__Entries supplied__:
%%
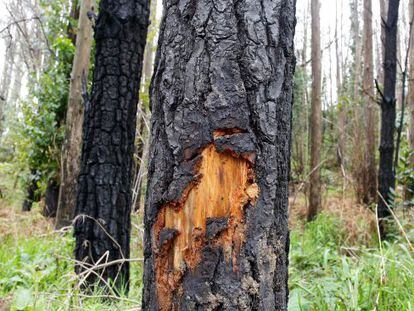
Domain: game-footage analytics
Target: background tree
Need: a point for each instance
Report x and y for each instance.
(410, 192)
(102, 228)
(315, 198)
(386, 178)
(370, 184)
(71, 149)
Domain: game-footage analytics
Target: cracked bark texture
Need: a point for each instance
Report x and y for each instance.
(223, 80)
(72, 145)
(105, 178)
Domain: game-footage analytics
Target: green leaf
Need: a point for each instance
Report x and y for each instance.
(23, 299)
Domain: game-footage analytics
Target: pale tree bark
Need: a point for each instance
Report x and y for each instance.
(72, 145)
(9, 63)
(370, 189)
(315, 189)
(410, 192)
(358, 150)
(341, 103)
(144, 114)
(216, 235)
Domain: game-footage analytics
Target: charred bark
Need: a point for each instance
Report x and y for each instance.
(410, 187)
(386, 178)
(370, 184)
(51, 200)
(216, 222)
(72, 145)
(32, 194)
(102, 226)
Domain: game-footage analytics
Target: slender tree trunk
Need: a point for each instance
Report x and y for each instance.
(384, 13)
(72, 145)
(370, 191)
(6, 78)
(51, 200)
(341, 108)
(410, 190)
(386, 178)
(216, 230)
(315, 190)
(31, 192)
(103, 222)
(74, 16)
(144, 115)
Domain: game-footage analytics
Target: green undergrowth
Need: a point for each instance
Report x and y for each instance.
(36, 272)
(327, 274)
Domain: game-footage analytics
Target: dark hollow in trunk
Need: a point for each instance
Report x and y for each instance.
(102, 227)
(386, 177)
(216, 214)
(51, 200)
(31, 194)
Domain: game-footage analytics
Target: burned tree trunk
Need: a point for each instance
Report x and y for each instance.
(370, 184)
(386, 178)
(216, 223)
(72, 145)
(102, 226)
(32, 194)
(410, 188)
(315, 189)
(51, 200)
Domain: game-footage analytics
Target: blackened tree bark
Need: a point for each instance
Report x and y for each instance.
(216, 222)
(51, 200)
(72, 145)
(386, 178)
(370, 169)
(102, 226)
(31, 192)
(410, 187)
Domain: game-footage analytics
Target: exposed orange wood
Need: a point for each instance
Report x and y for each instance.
(226, 184)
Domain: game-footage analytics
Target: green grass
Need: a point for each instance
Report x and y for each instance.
(327, 275)
(36, 271)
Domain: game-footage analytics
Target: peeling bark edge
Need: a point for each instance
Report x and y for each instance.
(222, 65)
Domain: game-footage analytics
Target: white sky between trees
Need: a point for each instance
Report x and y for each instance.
(328, 20)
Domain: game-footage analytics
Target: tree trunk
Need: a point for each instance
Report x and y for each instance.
(72, 145)
(103, 222)
(31, 192)
(410, 190)
(370, 185)
(341, 108)
(383, 12)
(51, 200)
(315, 200)
(74, 16)
(144, 115)
(9, 63)
(386, 177)
(216, 223)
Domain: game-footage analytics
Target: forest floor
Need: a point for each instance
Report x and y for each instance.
(336, 262)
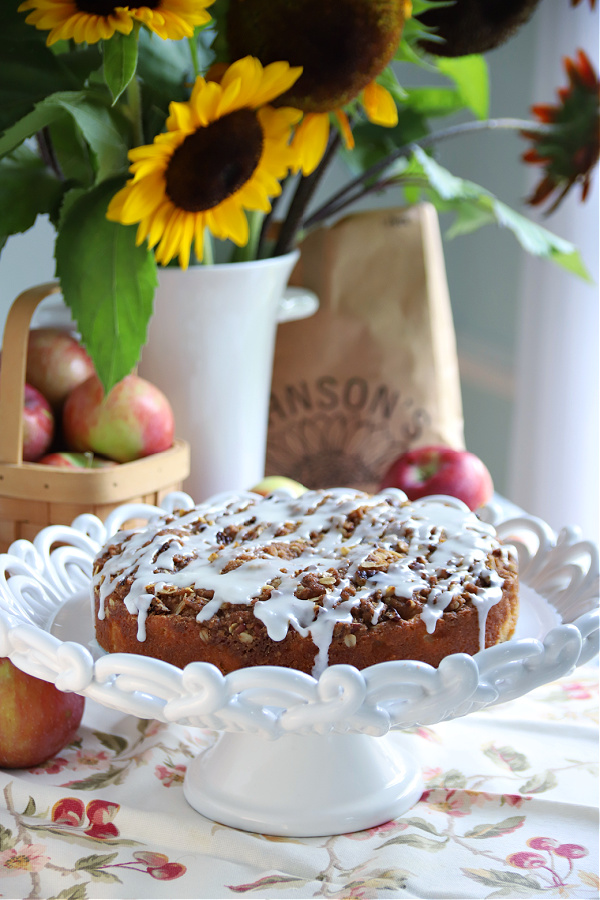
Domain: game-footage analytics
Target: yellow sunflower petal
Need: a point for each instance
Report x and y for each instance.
(310, 142)
(186, 238)
(181, 116)
(157, 222)
(164, 216)
(204, 102)
(379, 105)
(276, 78)
(200, 225)
(115, 207)
(345, 128)
(143, 199)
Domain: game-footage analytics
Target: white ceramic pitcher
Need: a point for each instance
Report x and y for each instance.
(210, 349)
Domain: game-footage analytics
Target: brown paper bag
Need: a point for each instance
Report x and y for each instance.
(375, 371)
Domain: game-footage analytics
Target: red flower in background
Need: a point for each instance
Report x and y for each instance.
(158, 865)
(100, 813)
(569, 147)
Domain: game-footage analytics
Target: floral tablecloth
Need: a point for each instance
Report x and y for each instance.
(509, 810)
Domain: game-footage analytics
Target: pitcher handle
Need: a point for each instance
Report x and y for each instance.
(297, 303)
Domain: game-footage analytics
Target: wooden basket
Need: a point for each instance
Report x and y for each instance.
(33, 496)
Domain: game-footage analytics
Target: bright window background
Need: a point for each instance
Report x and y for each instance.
(527, 334)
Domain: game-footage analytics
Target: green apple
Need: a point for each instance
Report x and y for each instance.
(36, 719)
(134, 420)
(279, 483)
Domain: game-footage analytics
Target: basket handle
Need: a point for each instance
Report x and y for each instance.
(14, 365)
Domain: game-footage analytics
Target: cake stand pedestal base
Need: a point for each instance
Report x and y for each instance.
(303, 785)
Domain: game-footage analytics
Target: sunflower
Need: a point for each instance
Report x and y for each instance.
(570, 146)
(174, 19)
(464, 27)
(342, 46)
(224, 151)
(90, 21)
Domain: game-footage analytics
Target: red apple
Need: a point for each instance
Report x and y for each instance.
(36, 719)
(56, 363)
(65, 460)
(135, 419)
(278, 483)
(38, 424)
(441, 470)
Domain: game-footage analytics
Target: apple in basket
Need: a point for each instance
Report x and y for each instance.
(36, 719)
(56, 363)
(441, 470)
(38, 424)
(133, 420)
(62, 459)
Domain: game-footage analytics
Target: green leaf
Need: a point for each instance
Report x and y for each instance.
(417, 822)
(71, 152)
(496, 878)
(93, 118)
(107, 282)
(75, 892)
(417, 840)
(93, 866)
(30, 808)
(120, 61)
(113, 742)
(430, 102)
(30, 71)
(374, 143)
(114, 775)
(95, 860)
(74, 837)
(7, 840)
(451, 193)
(470, 75)
(28, 189)
(269, 881)
(507, 826)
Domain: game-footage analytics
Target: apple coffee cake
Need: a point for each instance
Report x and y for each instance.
%%
__Work to complete__:
Without including any pictures, output all the entries above exactly.

__Output__:
Domain: game-footage analytics
Target: background tree
Need: a point for each instance
Report x and y for each instance.
(410, 192)
(102, 228)
(315, 198)
(386, 178)
(370, 184)
(71, 149)
Domain: game-footage analytics
Target: cracked bark texture
Need: a point for each instance
Report x and y for each instance.
(223, 80)
(72, 145)
(105, 178)
Domain: game-footage analytics
Target: green leaf
Need: a point for each instance
Report x and y for each instance.
(23, 299)
Domain: game-footage analytics
Target: pale tree bark
Need: a point for each instance
Report x and y for each instance.
(72, 145)
(9, 63)
(370, 189)
(315, 189)
(410, 192)
(358, 150)
(341, 103)
(144, 114)
(216, 235)
Domain: game-footage analytics
Target: charred bark
Need: a point for each instance
Report x and y for each instance.
(410, 187)
(386, 178)
(370, 184)
(51, 200)
(216, 222)
(72, 145)
(32, 194)
(102, 226)
Domain: game-footage analytics
Target: slender tree trunk
Need: a point for each instance
Report x and y for each instance.
(384, 13)
(72, 145)
(370, 191)
(6, 78)
(51, 200)
(341, 108)
(410, 190)
(386, 178)
(216, 230)
(315, 190)
(31, 192)
(103, 222)
(74, 16)
(144, 115)
Domain: game-footage analytics
Target: green undergrowth
Need: a point for each instance
Report x and y for each instance.
(36, 272)
(327, 274)
Domain: game-footage analytics
Target: dark hollow in trunk
Need: a point for each instance
Report x and y for each instance.
(102, 227)
(386, 177)
(216, 214)
(51, 200)
(31, 194)
Domain: game-footage analytics
Target: burned tree trunk
Need: a point for each instance
Report x and y for each instance.
(370, 184)
(386, 178)
(216, 223)
(72, 145)
(102, 226)
(32, 194)
(410, 188)
(315, 189)
(51, 200)
Domain: game-footage analytics
Target: blackened tree bark
Need: a point for each instance
Report x and y for each instance.
(216, 222)
(51, 200)
(72, 145)
(386, 178)
(370, 169)
(102, 226)
(31, 192)
(410, 187)
Domain: game-footage analytics
Target: exposed orange wood
Need: a point for each instance
Report x and y for each instance.
(226, 184)
Domain: game-footage analytics
Target: green grass
Need: a point for each instance
Report x and y for each instance.
(327, 275)
(36, 271)
Domain: game-footage analytics
Target: peeling bark edge
Need: a point for each instance
Report x and y for each instance.
(222, 65)
Domain: game-footage analytics
Target: white sky between trees
Need: a point for each instance
Report x and y for each instance.
(328, 20)
Domain: game-footage analytics
Target: tree trunk
Need: a point for each instance
Report x and y for each instance.
(72, 145)
(103, 222)
(31, 192)
(410, 190)
(370, 185)
(341, 108)
(383, 12)
(51, 200)
(315, 200)
(74, 16)
(144, 115)
(9, 63)
(386, 177)
(216, 223)
Domain: game-footage analytics
Target: forest floor
Need: a point for each instance
Report x and y for each instance.
(336, 262)
Domain: game-footage analytics
Target: yellow sunflower petal
Need: a point for each instance
Report x and y for each instance.
(310, 142)
(186, 238)
(181, 116)
(157, 222)
(164, 216)
(204, 102)
(379, 105)
(276, 78)
(200, 225)
(115, 207)
(345, 128)
(143, 199)
Domain: game-footage analytics
Target: white ceramic pitcher
Need: a point for each instance
Report x and y for each instance.
(210, 349)
Domain: game-footage analytics
Target: brown paper bag
Need: a point for each instance
Report x and y for each instance.
(375, 371)
Domain: game-footage analytics
Target: red flower in background
Need: a point for each instance
Report x and y for each instance.
(158, 865)
(100, 813)
(569, 147)
Domain: game-footage analytics
Target: floral tablecloth
Need: a point for each instance
Report x and y for each instance.
(509, 810)
Domain: game-footage analytics
Target: pitcher handle
Need: a point for each instance
Report x and y for each instance.
(297, 303)
Domain: game-footage analytics
Target: wooden basket
Need: a point for each instance
Report x and y for each instance.
(33, 496)
Domain: game-footage analytics
Target: bright window background
Need: a point for each instance
Report x and y for each instance.
(527, 334)
Domain: game-footage analytics
Target: green apple
Need: a point for each instance
Report x and y for each instance.
(36, 719)
(134, 420)
(279, 483)
Domain: game-footage analytics
Target: basket handle
Need: a point for each instance
Report x and y for each instance.
(14, 365)
Domain: game-footage analytics
Target: cake stand pedestal base
Need: a point for each instance
Report x and y for each instance.
(303, 785)
Domain: game-footage analytics
Target: sunflower
Need: a point for each instance
Report x and y for each instance.
(570, 146)
(174, 19)
(464, 27)
(342, 46)
(224, 151)
(90, 21)
Domain: game-footage analytics
Target: red apple
Need: a point for each instance
Report x and y for each instance.
(36, 719)
(56, 363)
(65, 460)
(135, 419)
(278, 483)
(38, 424)
(441, 470)
Domain: game-footage analytics
Target: apple in basket
Need: a point for each instance
Report x and y for each instance.
(36, 719)
(56, 363)
(441, 470)
(38, 424)
(133, 420)
(62, 459)
Domain: game-footage analytics
Target: green leaf
Need: a point for each instance
Report x and y for each instance.
(417, 822)
(71, 152)
(496, 878)
(93, 118)
(107, 282)
(75, 892)
(417, 840)
(93, 866)
(30, 808)
(120, 61)
(113, 742)
(430, 102)
(30, 71)
(374, 143)
(114, 775)
(95, 860)
(74, 837)
(7, 840)
(451, 193)
(470, 75)
(28, 189)
(269, 881)
(507, 826)
Domain: game-footage analytics
Target: apple coffee cake
Need: a point for each instance
Report x and y for each instance.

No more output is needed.